> Source data:
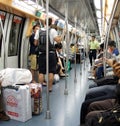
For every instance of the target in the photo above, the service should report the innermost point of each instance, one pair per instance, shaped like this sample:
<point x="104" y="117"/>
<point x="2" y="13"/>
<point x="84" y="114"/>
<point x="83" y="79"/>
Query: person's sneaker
<point x="91" y="78"/>
<point x="4" y="117"/>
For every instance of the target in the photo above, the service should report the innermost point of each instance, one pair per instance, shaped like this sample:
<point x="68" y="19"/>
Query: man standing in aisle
<point x="52" y="37"/>
<point x="93" y="47"/>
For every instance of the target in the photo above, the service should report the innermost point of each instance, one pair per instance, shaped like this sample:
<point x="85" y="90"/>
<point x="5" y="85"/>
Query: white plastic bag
<point x="13" y="76"/>
<point x="18" y="103"/>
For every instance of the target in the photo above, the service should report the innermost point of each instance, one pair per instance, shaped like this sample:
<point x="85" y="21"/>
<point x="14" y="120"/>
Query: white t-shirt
<point x="53" y="34"/>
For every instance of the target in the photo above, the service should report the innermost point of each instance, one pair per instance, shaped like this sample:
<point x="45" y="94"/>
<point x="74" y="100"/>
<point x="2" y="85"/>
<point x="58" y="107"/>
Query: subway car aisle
<point x="64" y="109"/>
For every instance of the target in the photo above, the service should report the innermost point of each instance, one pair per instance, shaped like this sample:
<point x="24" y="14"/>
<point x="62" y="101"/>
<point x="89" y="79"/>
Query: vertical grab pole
<point x="5" y="56"/>
<point x="67" y="41"/>
<point x="48" y="115"/>
<point x="75" y="79"/>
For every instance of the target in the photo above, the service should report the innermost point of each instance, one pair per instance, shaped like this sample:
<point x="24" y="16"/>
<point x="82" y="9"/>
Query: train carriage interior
<point x="81" y="82"/>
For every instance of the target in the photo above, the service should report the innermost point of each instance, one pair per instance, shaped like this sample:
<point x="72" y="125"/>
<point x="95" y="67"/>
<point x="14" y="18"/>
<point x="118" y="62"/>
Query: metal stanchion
<point x="75" y="79"/>
<point x="48" y="114"/>
<point x="67" y="41"/>
<point x="3" y="33"/>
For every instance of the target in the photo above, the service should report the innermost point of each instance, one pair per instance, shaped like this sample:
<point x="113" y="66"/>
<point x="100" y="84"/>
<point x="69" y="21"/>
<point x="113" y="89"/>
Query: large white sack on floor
<point x="17" y="101"/>
<point x="13" y="76"/>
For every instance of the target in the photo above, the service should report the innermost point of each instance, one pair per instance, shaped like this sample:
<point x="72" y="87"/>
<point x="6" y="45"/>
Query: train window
<point x="14" y="36"/>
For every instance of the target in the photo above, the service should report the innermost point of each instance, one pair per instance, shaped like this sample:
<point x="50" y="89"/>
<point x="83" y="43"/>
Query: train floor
<point x="64" y="109"/>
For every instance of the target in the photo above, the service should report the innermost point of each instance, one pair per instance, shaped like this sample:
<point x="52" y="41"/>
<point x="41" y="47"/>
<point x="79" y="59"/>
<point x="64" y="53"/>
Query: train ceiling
<point x="82" y="10"/>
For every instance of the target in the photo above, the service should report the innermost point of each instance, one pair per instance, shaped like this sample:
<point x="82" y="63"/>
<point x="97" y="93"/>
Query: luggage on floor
<point x="108" y="80"/>
<point x="13" y="76"/>
<point x="109" y="117"/>
<point x="17" y="101"/>
<point x="36" y="97"/>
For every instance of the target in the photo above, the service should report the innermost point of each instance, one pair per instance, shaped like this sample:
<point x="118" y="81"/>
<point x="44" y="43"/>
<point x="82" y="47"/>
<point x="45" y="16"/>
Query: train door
<point x="13" y="40"/>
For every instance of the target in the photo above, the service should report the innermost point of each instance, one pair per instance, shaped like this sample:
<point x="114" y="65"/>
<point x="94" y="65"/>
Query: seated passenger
<point x="102" y="92"/>
<point x="98" y="68"/>
<point x="3" y="116"/>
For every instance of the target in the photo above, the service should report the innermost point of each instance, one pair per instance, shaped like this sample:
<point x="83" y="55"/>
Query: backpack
<point x="42" y="42"/>
<point x="107" y="118"/>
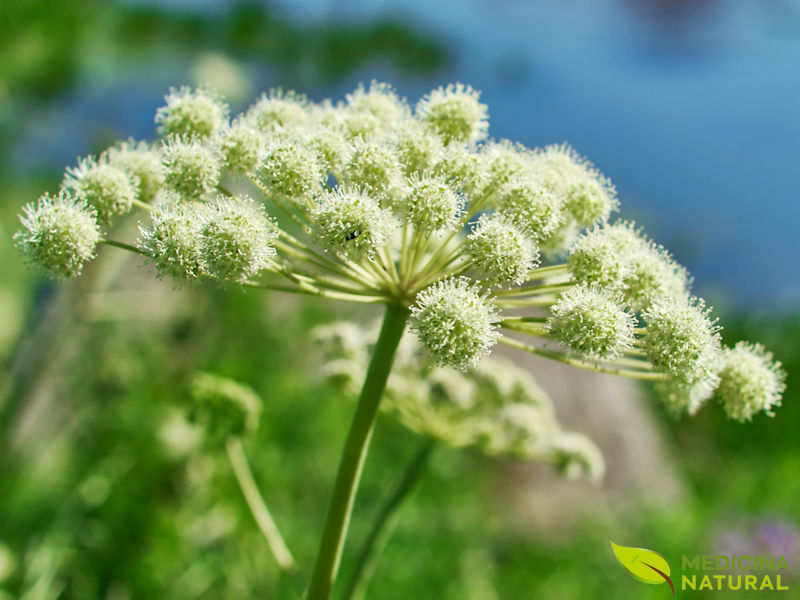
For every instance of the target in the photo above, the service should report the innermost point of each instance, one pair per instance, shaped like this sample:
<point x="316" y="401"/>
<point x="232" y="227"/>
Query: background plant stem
<point x="354" y="453"/>
<point x="382" y="526"/>
<point x="257" y="506"/>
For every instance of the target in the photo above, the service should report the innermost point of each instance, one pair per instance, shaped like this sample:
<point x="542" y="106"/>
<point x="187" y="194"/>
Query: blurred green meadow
<point x="107" y="492"/>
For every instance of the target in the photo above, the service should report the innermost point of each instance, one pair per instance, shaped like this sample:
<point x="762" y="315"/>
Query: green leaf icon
<point x="645" y="565"/>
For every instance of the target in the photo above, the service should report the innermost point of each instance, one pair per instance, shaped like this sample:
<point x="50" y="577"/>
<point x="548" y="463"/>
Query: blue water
<point x="691" y="108"/>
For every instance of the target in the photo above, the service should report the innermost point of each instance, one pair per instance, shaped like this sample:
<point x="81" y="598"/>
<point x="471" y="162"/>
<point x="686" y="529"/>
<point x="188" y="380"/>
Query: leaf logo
<point x="645" y="565"/>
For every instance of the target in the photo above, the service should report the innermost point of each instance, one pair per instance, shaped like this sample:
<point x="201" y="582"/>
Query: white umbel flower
<point x="237" y="239"/>
<point x="455" y="113"/>
<point x="59" y="233"/>
<point x="291" y="170"/>
<point x="592" y="321"/>
<point x="279" y="110"/>
<point x="531" y="206"/>
<point x="500" y="251"/>
<point x="142" y="163"/>
<point x="173" y="240"/>
<point x="683" y="339"/>
<point x="242" y="146"/>
<point x="431" y="205"/>
<point x="751" y="381"/>
<point x="455" y="322"/>
<point x="108" y="189"/>
<point x="192" y="167"/>
<point x="352" y="223"/>
<point x="195" y="113"/>
<point x="587" y="196"/>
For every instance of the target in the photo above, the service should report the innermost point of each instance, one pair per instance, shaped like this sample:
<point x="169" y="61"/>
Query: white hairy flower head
<point x="193" y="113"/>
<point x="59" y="233"/>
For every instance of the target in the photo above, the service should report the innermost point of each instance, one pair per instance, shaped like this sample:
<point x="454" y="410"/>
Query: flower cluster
<point x="375" y="200"/>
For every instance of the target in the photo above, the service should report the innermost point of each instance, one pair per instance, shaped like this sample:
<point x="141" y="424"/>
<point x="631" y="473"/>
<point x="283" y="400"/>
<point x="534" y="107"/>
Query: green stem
<point x="354" y="453"/>
<point x="583" y="364"/>
<point x="381" y="527"/>
<point x="258" y="508"/>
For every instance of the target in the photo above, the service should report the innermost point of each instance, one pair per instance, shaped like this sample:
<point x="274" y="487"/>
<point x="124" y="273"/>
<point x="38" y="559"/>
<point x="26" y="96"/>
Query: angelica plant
<point x="469" y="242"/>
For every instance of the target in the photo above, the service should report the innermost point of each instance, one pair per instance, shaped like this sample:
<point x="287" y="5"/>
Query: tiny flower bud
<point x="454" y="322"/>
<point x="587" y="196"/>
<point x="682" y="339"/>
<point x="751" y="381"/>
<point x="194" y="113"/>
<point x="242" y="147"/>
<point x="279" y="109"/>
<point x="237" y="239"/>
<point x="109" y="189"/>
<point x="224" y="407"/>
<point x="352" y="223"/>
<point x="500" y="251"/>
<point x="59" y="233"/>
<point x="192" y="168"/>
<point x="455" y="113"/>
<point x="142" y="163"/>
<point x="530" y="206"/>
<point x="291" y="170"/>
<point x="173" y="239"/>
<point x="592" y="322"/>
<point x="431" y="205"/>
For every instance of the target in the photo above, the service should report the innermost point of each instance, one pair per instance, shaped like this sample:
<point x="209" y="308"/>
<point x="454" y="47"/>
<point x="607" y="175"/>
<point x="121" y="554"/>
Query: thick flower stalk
<point x="475" y="241"/>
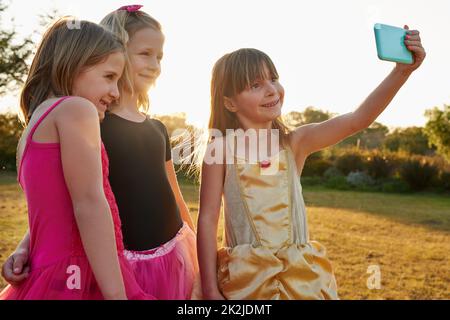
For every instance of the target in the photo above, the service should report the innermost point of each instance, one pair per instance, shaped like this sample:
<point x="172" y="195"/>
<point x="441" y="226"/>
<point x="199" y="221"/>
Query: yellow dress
<point x="267" y="253"/>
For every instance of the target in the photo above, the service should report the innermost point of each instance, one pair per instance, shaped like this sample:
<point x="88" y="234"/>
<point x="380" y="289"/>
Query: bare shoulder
<point x="75" y="109"/>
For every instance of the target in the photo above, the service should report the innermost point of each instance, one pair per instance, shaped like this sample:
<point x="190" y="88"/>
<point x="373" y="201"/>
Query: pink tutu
<point x="69" y="279"/>
<point x="168" y="271"/>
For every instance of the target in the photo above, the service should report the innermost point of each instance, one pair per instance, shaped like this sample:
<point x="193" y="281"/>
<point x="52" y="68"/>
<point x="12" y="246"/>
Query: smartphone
<point x="390" y="42"/>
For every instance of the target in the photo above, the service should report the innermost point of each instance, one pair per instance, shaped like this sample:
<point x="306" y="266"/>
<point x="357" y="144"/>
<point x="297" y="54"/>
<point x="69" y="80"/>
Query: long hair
<point x="231" y="75"/>
<point x="124" y="25"/>
<point x="65" y="50"/>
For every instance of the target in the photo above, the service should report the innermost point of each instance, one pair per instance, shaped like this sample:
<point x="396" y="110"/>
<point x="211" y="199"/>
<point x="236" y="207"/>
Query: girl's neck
<point x="128" y="108"/>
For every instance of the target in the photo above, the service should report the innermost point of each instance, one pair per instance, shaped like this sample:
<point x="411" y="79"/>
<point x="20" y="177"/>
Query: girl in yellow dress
<point x="267" y="253"/>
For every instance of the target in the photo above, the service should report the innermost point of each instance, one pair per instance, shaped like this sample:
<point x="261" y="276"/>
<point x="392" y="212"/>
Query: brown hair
<point x="231" y="75"/>
<point x="66" y="48"/>
<point x="124" y="25"/>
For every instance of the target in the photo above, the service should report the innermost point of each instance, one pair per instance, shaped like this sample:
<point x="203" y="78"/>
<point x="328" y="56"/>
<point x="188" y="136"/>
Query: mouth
<point x="104" y="104"/>
<point x="271" y="104"/>
<point x="148" y="77"/>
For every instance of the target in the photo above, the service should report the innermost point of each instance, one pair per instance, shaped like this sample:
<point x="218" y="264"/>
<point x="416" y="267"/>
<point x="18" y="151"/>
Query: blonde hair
<point x="231" y="75"/>
<point x="65" y="50"/>
<point x="124" y="25"/>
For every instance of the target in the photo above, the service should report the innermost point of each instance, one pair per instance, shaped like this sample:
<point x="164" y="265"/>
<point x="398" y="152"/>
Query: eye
<point x="255" y="85"/>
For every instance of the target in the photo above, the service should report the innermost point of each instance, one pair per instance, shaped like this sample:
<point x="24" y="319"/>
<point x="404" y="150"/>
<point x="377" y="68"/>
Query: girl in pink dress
<point x="75" y="240"/>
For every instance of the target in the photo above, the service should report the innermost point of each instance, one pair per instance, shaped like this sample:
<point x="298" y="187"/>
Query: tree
<point x="412" y="140"/>
<point x="438" y="129"/>
<point x="369" y="138"/>
<point x="13" y="66"/>
<point x="10" y="131"/>
<point x="310" y="115"/>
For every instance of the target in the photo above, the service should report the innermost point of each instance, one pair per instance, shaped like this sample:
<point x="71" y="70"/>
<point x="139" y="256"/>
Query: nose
<point x="154" y="65"/>
<point x="115" y="93"/>
<point x="270" y="88"/>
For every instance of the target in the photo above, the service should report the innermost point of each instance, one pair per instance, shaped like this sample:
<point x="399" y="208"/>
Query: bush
<point x="315" y="167"/>
<point x="338" y="182"/>
<point x="418" y="173"/>
<point x="379" y="166"/>
<point x="360" y="179"/>
<point x="444" y="180"/>
<point x="395" y="186"/>
<point x="332" y="172"/>
<point x="349" y="162"/>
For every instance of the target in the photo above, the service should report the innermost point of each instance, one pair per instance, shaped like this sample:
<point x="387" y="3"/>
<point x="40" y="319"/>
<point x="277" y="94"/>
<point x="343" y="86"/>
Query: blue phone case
<point x="391" y="45"/>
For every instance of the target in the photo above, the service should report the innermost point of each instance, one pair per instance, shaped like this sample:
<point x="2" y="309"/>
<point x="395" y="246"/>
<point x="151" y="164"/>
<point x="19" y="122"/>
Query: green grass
<point x="407" y="236"/>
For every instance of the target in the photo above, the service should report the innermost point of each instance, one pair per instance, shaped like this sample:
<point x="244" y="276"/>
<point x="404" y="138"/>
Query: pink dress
<point x="59" y="267"/>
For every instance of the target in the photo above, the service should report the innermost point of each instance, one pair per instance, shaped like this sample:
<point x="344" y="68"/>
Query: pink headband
<point x="131" y="8"/>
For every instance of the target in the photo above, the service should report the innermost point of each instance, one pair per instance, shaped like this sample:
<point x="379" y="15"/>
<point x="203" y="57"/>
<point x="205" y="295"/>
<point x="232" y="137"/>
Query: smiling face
<point x="98" y="83"/>
<point x="145" y="50"/>
<point x="259" y="103"/>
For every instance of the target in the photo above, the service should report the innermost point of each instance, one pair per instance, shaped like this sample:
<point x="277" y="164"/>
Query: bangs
<point x="244" y="67"/>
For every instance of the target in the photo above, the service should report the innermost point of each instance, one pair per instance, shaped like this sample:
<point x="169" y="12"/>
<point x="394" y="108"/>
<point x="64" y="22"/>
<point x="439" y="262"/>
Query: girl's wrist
<point x="402" y="71"/>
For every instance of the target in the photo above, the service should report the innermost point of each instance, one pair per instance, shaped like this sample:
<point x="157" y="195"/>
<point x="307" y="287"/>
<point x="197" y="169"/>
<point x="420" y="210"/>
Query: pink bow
<point x="131" y="8"/>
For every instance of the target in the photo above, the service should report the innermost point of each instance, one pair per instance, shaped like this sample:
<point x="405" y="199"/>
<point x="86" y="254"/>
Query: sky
<point x="324" y="50"/>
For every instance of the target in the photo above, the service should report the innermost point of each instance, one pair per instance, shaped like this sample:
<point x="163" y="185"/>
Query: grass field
<point x="406" y="236"/>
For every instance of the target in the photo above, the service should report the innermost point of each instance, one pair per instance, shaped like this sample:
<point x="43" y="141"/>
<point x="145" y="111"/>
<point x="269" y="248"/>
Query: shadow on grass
<point x="425" y="209"/>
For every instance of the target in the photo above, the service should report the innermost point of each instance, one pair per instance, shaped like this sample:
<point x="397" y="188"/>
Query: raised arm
<point x="79" y="135"/>
<point x="184" y="210"/>
<point x="210" y="201"/>
<point x="315" y="136"/>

> Task instructions: Can you gather every line from the entries above that contains the word "girl"? Copy each one in full, and treat uppercase and lowercase letters as different.

> Exercise solution:
Query: girl's neck
Query: girl in yellow dress
Query: girl in pink dress
Query: girl's wrist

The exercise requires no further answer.